STATED PROBLEM
Without altering anything, output the material below.

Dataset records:
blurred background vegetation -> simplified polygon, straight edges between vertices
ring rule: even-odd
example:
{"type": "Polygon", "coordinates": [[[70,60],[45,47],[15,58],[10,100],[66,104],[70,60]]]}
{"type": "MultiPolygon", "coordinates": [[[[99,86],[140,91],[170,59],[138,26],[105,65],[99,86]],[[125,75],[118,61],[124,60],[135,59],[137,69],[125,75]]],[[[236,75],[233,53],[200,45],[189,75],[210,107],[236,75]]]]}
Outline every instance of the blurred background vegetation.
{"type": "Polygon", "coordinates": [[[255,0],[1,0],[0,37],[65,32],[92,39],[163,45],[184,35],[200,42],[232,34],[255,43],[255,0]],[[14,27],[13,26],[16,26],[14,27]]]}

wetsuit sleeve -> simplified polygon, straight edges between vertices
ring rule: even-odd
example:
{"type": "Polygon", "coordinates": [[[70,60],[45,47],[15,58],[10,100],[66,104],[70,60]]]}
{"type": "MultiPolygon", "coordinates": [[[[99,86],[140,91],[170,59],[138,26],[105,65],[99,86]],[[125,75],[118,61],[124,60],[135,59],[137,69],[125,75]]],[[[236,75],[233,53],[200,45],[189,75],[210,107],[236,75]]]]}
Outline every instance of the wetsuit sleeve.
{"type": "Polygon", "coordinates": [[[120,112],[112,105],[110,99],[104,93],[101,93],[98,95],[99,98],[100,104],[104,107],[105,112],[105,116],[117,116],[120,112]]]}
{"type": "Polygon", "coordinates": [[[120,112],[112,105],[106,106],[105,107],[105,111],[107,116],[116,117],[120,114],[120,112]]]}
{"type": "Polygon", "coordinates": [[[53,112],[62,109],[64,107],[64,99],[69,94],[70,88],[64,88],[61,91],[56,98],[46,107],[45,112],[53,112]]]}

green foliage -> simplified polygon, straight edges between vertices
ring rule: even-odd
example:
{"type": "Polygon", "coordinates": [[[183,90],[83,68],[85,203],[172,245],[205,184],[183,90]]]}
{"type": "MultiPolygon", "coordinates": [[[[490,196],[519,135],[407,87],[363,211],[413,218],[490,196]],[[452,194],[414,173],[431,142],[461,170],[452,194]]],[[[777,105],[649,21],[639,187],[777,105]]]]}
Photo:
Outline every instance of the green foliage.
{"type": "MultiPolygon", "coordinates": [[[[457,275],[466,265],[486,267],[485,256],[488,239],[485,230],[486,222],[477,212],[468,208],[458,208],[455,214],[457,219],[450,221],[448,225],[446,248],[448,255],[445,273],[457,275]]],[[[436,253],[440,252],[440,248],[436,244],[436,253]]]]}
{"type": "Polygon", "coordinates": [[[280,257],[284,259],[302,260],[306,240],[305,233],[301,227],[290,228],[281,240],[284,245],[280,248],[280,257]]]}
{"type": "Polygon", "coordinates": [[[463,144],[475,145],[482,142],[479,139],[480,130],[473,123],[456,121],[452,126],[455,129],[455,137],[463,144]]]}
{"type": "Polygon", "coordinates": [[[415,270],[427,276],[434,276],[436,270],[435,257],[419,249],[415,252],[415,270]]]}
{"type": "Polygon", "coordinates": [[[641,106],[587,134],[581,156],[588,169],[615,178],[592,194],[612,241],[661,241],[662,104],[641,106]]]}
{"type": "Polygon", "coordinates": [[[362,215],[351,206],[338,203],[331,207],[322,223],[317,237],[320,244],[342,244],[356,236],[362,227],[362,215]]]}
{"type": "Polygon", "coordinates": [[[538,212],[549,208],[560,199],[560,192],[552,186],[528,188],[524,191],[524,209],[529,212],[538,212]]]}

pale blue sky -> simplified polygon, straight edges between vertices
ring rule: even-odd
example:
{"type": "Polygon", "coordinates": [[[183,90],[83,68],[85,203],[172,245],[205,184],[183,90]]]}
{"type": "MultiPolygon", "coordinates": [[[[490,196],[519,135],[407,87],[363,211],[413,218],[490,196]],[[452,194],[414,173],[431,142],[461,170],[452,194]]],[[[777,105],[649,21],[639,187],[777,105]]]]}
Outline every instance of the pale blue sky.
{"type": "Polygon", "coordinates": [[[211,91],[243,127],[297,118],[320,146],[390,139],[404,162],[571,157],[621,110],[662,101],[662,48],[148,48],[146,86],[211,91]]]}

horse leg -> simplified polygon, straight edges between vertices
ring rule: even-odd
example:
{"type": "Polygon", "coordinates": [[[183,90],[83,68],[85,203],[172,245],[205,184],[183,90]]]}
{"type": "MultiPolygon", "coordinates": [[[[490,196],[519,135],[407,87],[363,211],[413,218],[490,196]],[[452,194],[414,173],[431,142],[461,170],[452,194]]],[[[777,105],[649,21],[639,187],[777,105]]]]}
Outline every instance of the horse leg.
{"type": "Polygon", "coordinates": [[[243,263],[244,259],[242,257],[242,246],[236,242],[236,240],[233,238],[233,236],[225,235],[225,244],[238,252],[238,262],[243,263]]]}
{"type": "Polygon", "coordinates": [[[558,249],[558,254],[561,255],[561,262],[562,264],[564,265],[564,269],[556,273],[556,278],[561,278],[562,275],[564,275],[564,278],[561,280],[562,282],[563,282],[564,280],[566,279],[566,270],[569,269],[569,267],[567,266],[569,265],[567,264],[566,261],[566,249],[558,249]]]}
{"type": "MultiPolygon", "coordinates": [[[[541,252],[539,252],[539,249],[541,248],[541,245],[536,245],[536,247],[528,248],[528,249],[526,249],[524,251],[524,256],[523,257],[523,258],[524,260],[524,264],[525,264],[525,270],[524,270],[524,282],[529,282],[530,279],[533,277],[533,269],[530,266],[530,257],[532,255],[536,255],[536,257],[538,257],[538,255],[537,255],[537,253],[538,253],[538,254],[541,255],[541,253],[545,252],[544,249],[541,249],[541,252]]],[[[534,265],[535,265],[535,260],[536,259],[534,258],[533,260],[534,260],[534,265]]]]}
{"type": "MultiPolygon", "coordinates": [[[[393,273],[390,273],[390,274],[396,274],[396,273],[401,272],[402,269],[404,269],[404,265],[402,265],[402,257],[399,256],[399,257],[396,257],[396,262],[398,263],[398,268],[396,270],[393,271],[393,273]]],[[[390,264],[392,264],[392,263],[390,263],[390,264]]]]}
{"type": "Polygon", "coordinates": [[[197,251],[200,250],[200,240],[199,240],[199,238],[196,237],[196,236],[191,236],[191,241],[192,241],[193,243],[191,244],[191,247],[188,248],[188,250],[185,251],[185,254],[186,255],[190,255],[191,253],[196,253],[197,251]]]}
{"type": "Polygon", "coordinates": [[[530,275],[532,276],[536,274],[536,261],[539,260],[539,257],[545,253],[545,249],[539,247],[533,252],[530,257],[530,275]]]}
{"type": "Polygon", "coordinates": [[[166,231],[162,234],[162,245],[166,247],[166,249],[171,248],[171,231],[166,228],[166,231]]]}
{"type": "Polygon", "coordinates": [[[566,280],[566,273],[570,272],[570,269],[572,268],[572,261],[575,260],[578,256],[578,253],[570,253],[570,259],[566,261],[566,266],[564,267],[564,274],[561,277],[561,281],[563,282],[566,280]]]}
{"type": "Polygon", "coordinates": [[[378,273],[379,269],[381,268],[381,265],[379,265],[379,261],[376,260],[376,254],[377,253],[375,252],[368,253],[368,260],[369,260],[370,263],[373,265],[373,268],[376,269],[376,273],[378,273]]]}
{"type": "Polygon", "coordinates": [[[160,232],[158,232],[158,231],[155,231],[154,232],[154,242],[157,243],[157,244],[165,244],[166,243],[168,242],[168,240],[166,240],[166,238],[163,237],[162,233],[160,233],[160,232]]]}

THE RESPONSE
blurred background vegetation -> simplified polygon, straight edges between vertices
ring rule: even-odd
example:
{"type": "Polygon", "coordinates": [[[70,60],[45,47],[15,58],[10,100],[66,104],[70,60]]]}
{"type": "MultiPolygon", "coordinates": [[[[99,86],[140,91],[170,59],[138,26],[105,65],[99,86]],[[125,75],[118,61],[124,60],[135,59],[137,69],[125,75]]],[[[236,75],[233,53],[200,45],[189,75],[210,107],[236,75]]]]}
Outline every instance of the blurred background vegetation.
{"type": "Polygon", "coordinates": [[[255,0],[1,0],[0,37],[65,32],[92,39],[163,45],[184,35],[200,42],[232,34],[255,43],[255,0]],[[14,27],[13,26],[16,26],[14,27]]]}

wetsuit sleeve -> simplified polygon, straight edges between vertices
ring rule: even-odd
example:
{"type": "Polygon", "coordinates": [[[70,60],[45,47],[15,58],[10,100],[66,104],[70,60]]]}
{"type": "MultiPolygon", "coordinates": [[[[99,86],[140,91],[170,59],[138,26],[105,65],[99,86]],[[125,75],[118,61],[124,60],[135,59],[137,69],[125,75]]],[[[236,75],[233,53],[200,45],[189,75],[210,107],[236,75]]]]}
Outline every instance of the wetsuit sleeve.
{"type": "Polygon", "coordinates": [[[120,112],[112,105],[110,99],[104,93],[101,93],[98,95],[99,98],[100,104],[104,107],[105,112],[105,116],[117,116],[120,112]]]}
{"type": "Polygon", "coordinates": [[[120,112],[112,105],[106,106],[105,107],[105,111],[107,116],[116,117],[120,114],[120,112]]]}
{"type": "Polygon", "coordinates": [[[53,112],[62,109],[64,107],[64,99],[69,94],[70,88],[64,88],[61,91],[56,98],[46,107],[45,112],[53,112]]]}

green foliage -> simplified polygon, straight edges between vertices
ring rule: even-odd
example:
{"type": "Polygon", "coordinates": [[[183,90],[83,68],[85,203],[172,245],[205,184],[183,90]]]}
{"type": "MultiPolygon", "coordinates": [[[[490,196],[519,135],[407,87],[363,211],[413,218],[490,196]],[[452,194],[414,173],[431,142],[461,170],[452,194]]],[[[777,105],[649,21],[639,187],[777,105]]]]}
Photo:
Outline every instance of the green foliage.
{"type": "MultiPolygon", "coordinates": [[[[457,275],[466,265],[486,267],[485,256],[488,239],[485,230],[486,222],[477,212],[468,208],[458,208],[455,214],[457,219],[450,221],[448,225],[446,248],[448,255],[445,273],[457,275]]],[[[436,253],[440,252],[440,248],[436,244],[436,253]]]]}
{"type": "Polygon", "coordinates": [[[280,257],[284,259],[302,260],[306,240],[305,233],[301,227],[290,228],[281,240],[284,245],[280,248],[280,257]]]}
{"type": "Polygon", "coordinates": [[[463,144],[475,145],[482,142],[479,139],[480,130],[473,123],[456,121],[452,126],[455,129],[455,137],[463,144]]]}
{"type": "Polygon", "coordinates": [[[415,270],[427,276],[434,276],[436,270],[435,257],[419,249],[415,252],[415,270]]]}
{"type": "Polygon", "coordinates": [[[641,106],[587,134],[581,156],[588,169],[615,178],[592,194],[612,241],[661,241],[662,104],[641,106]]]}
{"type": "Polygon", "coordinates": [[[362,215],[351,206],[338,203],[331,207],[322,223],[317,237],[320,244],[342,244],[356,236],[362,227],[362,215]]]}
{"type": "Polygon", "coordinates": [[[538,212],[549,208],[560,199],[560,192],[552,186],[528,188],[524,191],[524,209],[529,212],[538,212]]]}

pale blue sky -> simplified polygon, straight edges between vertices
ring rule: even-odd
example:
{"type": "Polygon", "coordinates": [[[183,90],[83,68],[85,203],[172,245],[205,184],[183,90]]]}
{"type": "MultiPolygon", "coordinates": [[[[490,196],[519,135],[407,87],[363,211],[413,218],[490,196]],[[452,194],[414,173],[431,142],[461,170],[452,194]]],[[[777,105],[649,21],[639,187],[777,105]]]]}
Outline every instance of the pale blue sky.
{"type": "Polygon", "coordinates": [[[211,91],[243,127],[297,118],[320,146],[390,139],[404,162],[571,157],[621,110],[662,101],[662,48],[148,48],[146,86],[211,91]]]}

horse leg -> simplified polygon, straight edges between vertices
ring rule: even-odd
example:
{"type": "Polygon", "coordinates": [[[183,90],[83,68],[85,203],[172,245],[205,184],[183,90]]]}
{"type": "MultiPolygon", "coordinates": [[[[490,196],[519,135],[407,87],[363,211],[413,218],[490,196]],[[452,194],[414,173],[431,142],[461,170],[452,194]]],[[[777,105],[649,21],[639,187],[777,105]]]]}
Outline every instance of the horse leg.
{"type": "Polygon", "coordinates": [[[243,263],[244,259],[242,257],[242,246],[236,242],[236,240],[233,238],[233,236],[225,235],[225,244],[238,252],[238,262],[243,263]]]}
{"type": "Polygon", "coordinates": [[[558,249],[558,254],[561,255],[561,262],[562,264],[564,265],[564,269],[556,273],[556,278],[561,278],[562,275],[564,275],[564,278],[561,280],[562,282],[563,282],[564,280],[566,279],[566,270],[569,269],[569,267],[567,266],[569,265],[567,264],[566,261],[566,249],[558,249]]]}
{"type": "MultiPolygon", "coordinates": [[[[541,252],[539,252],[539,249],[541,248],[541,245],[536,245],[536,247],[528,248],[528,249],[526,249],[524,251],[524,256],[523,257],[523,258],[524,260],[524,264],[525,264],[525,270],[524,270],[524,282],[529,282],[530,279],[533,277],[533,269],[530,266],[530,257],[532,255],[536,255],[536,257],[538,257],[538,255],[537,255],[537,253],[538,253],[538,254],[541,255],[541,253],[545,252],[544,249],[541,249],[541,252]]],[[[534,265],[535,265],[535,260],[536,259],[534,258],[533,260],[534,260],[534,265]]]]}
{"type": "MultiPolygon", "coordinates": [[[[393,273],[390,273],[390,274],[396,274],[396,273],[401,272],[402,269],[404,269],[404,265],[402,265],[402,257],[399,256],[399,257],[396,257],[396,262],[398,263],[398,268],[396,270],[393,271],[393,273]]],[[[390,264],[392,264],[392,263],[390,263],[390,264]]]]}
{"type": "Polygon", "coordinates": [[[197,251],[200,250],[200,240],[199,240],[199,238],[196,237],[196,236],[191,236],[191,241],[192,241],[193,243],[191,244],[191,247],[188,248],[188,250],[185,251],[185,254],[186,255],[190,255],[191,253],[196,253],[197,251]]]}
{"type": "Polygon", "coordinates": [[[530,275],[532,276],[536,274],[536,261],[539,260],[539,257],[545,253],[545,249],[539,247],[533,252],[530,257],[530,275]]]}
{"type": "Polygon", "coordinates": [[[166,231],[162,234],[162,245],[166,247],[166,249],[171,248],[171,231],[166,228],[166,231]]]}
{"type": "Polygon", "coordinates": [[[566,280],[566,273],[570,272],[570,269],[572,268],[572,261],[575,260],[578,256],[578,253],[570,253],[570,259],[566,261],[566,266],[564,267],[564,274],[561,277],[561,281],[563,282],[566,280]]]}
{"type": "Polygon", "coordinates": [[[378,273],[379,269],[381,268],[381,265],[379,265],[379,261],[376,260],[376,254],[377,253],[375,252],[368,253],[368,260],[369,260],[370,263],[373,265],[373,268],[376,269],[376,273],[378,273]]]}
{"type": "Polygon", "coordinates": [[[160,232],[158,232],[158,231],[155,231],[154,232],[154,242],[157,243],[157,244],[165,244],[166,243],[168,242],[168,240],[166,240],[166,238],[163,237],[162,233],[160,233],[160,232]]]}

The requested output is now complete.